→ **Required tasks**
1. Answer these questions from the article on API manufacturing:
(a) What date does the article give?
(b) About how long ago does the writer say they wrote about batch vs. continuous processing?
(c) What result of the "stuck and spinning" mode is named first?
2. Reproduce the part of the article on API manufacturing starting with "About nine years" and going on through "manufacture their products.".
Text passage: Begin
API Manufacturing’s Stuck in the Mud

May 9, 2014
Managing quality by analysis is not a long-term strategy for the pharmaceutical industry

About nine years ago I wrote about value of batch vs. continuous processing for the manufacture of API. One would imagine that for an industry that is focused on improving and curing the diseases humans contract, it would be at the forefront of using the best manufacturing systems available to manufacture their products.

Generally, half the human generation time could be considered more than reasonable for innovative manufacturing technology to be adopted and commercialized. However, it seems that pharmaceutical industry’s wheels are just spinning, stuck in the mud. There has to be rationale, some explanation for this “stuck and spinning” mode. Pharma has done very little to get out this mode, inefficient as it is. The result? Bad PR for one, due to quality and shortage issues. Unfortunately, patients who benefit from the medicines are oblivious to the challenges industry faces as they get their drugs, either through a co-pay system, a mutually subsidized source, or purchased from their own pockets. Whatever the case, often times patients are financially strapped and forced to make a no-win choice between paying for basic human necessities or their medicines.
Text passage: End
Data extracts: Begin
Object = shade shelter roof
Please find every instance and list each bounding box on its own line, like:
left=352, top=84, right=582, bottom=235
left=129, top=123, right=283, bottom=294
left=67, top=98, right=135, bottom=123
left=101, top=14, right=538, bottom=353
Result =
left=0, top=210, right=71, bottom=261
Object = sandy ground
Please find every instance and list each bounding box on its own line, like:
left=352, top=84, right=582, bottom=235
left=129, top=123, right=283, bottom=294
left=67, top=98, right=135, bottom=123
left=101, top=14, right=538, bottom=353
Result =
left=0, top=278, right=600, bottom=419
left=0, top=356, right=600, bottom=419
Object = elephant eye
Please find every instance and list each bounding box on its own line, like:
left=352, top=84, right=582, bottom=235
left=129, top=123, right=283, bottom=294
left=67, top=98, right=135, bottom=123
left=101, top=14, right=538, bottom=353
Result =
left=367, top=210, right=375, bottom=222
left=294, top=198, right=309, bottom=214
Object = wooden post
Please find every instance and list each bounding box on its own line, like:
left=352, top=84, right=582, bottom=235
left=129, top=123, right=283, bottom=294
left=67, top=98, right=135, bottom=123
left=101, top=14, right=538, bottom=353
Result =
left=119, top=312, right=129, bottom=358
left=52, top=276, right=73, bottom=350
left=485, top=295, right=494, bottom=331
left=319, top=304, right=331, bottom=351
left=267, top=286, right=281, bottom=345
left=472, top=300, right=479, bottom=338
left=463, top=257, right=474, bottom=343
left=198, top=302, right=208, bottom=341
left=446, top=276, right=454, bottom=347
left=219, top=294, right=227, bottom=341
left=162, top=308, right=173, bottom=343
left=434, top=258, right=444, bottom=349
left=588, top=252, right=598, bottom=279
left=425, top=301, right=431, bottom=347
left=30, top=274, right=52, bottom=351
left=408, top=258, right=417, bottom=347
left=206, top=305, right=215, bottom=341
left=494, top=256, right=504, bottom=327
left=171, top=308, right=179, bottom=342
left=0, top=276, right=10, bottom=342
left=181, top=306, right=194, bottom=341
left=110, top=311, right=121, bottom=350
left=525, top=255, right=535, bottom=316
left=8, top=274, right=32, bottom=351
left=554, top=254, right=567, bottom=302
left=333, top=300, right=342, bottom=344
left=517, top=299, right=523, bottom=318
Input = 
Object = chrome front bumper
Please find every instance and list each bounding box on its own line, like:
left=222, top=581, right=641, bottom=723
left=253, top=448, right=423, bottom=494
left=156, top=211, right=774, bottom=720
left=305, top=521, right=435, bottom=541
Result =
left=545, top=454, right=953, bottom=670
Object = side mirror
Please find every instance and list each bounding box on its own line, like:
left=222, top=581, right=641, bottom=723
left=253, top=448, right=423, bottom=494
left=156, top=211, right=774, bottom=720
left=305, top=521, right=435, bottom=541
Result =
Data extracts: End
→ **Solution list**
1.
(a) May 9, 2014
(b) About nine years ago
(c) Bad PR, due to quality and shortage issues

2.
About nine years ago I wrote about value of batch vs. continuous processing for the manufacture of API. One would imagine that for an industry that is focused on improving and curing the diseases humans contract, it would be at the forefront of using the best manufacturing systems available to manufacture their products.